**YOUR ASSIGNMENT**
Please copy the records exactly as they appear, with all pictures left out.
┌─ EXERCISE DATA
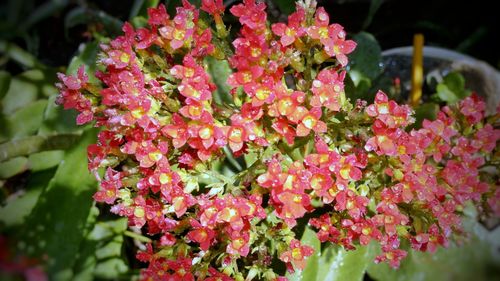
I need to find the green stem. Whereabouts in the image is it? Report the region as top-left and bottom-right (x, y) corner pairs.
(0, 134), (81, 162)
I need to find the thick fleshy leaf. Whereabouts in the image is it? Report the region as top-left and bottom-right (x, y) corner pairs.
(66, 41), (100, 83)
(63, 7), (123, 37)
(94, 258), (129, 279)
(274, 0), (296, 15)
(288, 228), (372, 281)
(129, 0), (160, 19)
(1, 69), (57, 115)
(315, 245), (371, 281)
(39, 95), (82, 135)
(19, 129), (98, 281)
(433, 72), (471, 104)
(367, 206), (500, 281)
(0, 41), (44, 69)
(4, 99), (47, 139)
(73, 214), (129, 281)
(28, 150), (64, 171)
(0, 134), (80, 162)
(0, 70), (11, 100)
(205, 56), (234, 105)
(409, 102), (439, 130)
(72, 206), (100, 281)
(348, 32), (382, 81)
(0, 168), (56, 228)
(0, 156), (28, 179)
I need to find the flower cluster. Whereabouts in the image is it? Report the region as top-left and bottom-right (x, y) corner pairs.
(56, 0), (500, 280)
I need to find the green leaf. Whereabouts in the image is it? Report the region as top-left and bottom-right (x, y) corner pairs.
(2, 73), (38, 114)
(409, 103), (439, 130)
(94, 258), (129, 279)
(435, 83), (458, 103)
(345, 72), (375, 102)
(95, 236), (124, 259)
(19, 129), (98, 281)
(88, 219), (128, 241)
(286, 227), (321, 281)
(1, 69), (57, 114)
(205, 56), (233, 105)
(0, 41), (43, 69)
(72, 205), (99, 281)
(367, 239), (500, 281)
(66, 41), (100, 83)
(0, 168), (56, 227)
(443, 72), (466, 94)
(27, 150), (64, 171)
(63, 7), (123, 37)
(348, 32), (382, 81)
(73, 236), (98, 281)
(367, 211), (500, 281)
(129, 0), (160, 19)
(275, 0), (296, 15)
(288, 228), (372, 281)
(315, 245), (371, 281)
(433, 72), (471, 104)
(5, 99), (47, 139)
(0, 133), (80, 162)
(39, 95), (82, 135)
(0, 156), (28, 179)
(20, 0), (69, 32)
(0, 70), (11, 100)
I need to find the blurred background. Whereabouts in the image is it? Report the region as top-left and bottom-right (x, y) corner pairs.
(2, 0), (499, 73)
(0, 1), (499, 280)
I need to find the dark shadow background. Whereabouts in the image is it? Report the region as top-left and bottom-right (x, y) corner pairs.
(1, 0), (498, 72)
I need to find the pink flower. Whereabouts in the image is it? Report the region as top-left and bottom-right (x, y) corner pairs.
(311, 69), (345, 111)
(230, 0), (267, 30)
(279, 239), (314, 272)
└─
**SOLUTION**
I need to find the green stem. Whereabouts in the image is it? Report the region as top-left and bottom-right (x, y) corner pairs.
(0, 134), (81, 162)
I need to find the thick fleshy leaf. Whereabouts in the image is it? Report the region as top-left and bottom-right (x, y) corner pairs.
(66, 41), (100, 83)
(63, 7), (123, 37)
(94, 258), (129, 279)
(274, 0), (296, 15)
(288, 228), (372, 281)
(129, 0), (160, 19)
(1, 69), (57, 115)
(315, 245), (371, 281)
(39, 95), (82, 135)
(19, 129), (98, 281)
(433, 72), (471, 104)
(367, 206), (500, 281)
(0, 41), (44, 69)
(4, 99), (47, 139)
(73, 214), (129, 281)
(28, 150), (64, 171)
(0, 134), (80, 162)
(0, 70), (11, 100)
(205, 56), (234, 105)
(409, 102), (439, 130)
(72, 206), (100, 281)
(348, 32), (382, 81)
(0, 168), (56, 228)
(0, 156), (28, 179)
I need to find the flower cluster. Whereabouts in the image is it? Report the region as top-left and bottom-right (x, y) corner pairs.
(56, 0), (500, 280)
I need to find the green leaf. Whereabouts in the image is it? Report the region as top-left and bottom-right (x, y) corner pairs.
(2, 73), (38, 114)
(409, 103), (439, 130)
(94, 258), (129, 279)
(435, 83), (458, 103)
(345, 72), (375, 102)
(95, 236), (124, 259)
(19, 129), (98, 281)
(88, 219), (128, 241)
(286, 227), (321, 281)
(1, 69), (57, 114)
(205, 56), (233, 105)
(0, 41), (43, 69)
(72, 205), (99, 281)
(367, 239), (500, 281)
(66, 41), (100, 83)
(0, 168), (56, 227)
(443, 72), (466, 94)
(27, 150), (64, 171)
(63, 7), (123, 37)
(348, 32), (382, 81)
(73, 236), (98, 281)
(367, 211), (500, 281)
(129, 0), (160, 19)
(275, 0), (296, 15)
(288, 228), (372, 281)
(315, 245), (371, 281)
(433, 72), (471, 104)
(5, 99), (47, 139)
(0, 133), (80, 162)
(39, 95), (82, 135)
(0, 156), (28, 179)
(20, 0), (69, 32)
(0, 70), (11, 100)
I need to find the blurred background. Whereabouts in the image is it? Report the region as top-left and bottom-right (x, y) corner pairs.
(2, 0), (499, 73)
(0, 1), (499, 280)
I need to find the dark shadow background. Whereabouts in the image is it? Report the region as top-left and bottom-right (x, y) corner pairs.
(1, 0), (498, 72)
I need to find the pink flower. Whereabouts in the image is it? Report the region as top-left and bottom-right (x, y) corner pairs.
(311, 69), (345, 111)
(230, 0), (267, 30)
(279, 239), (314, 272)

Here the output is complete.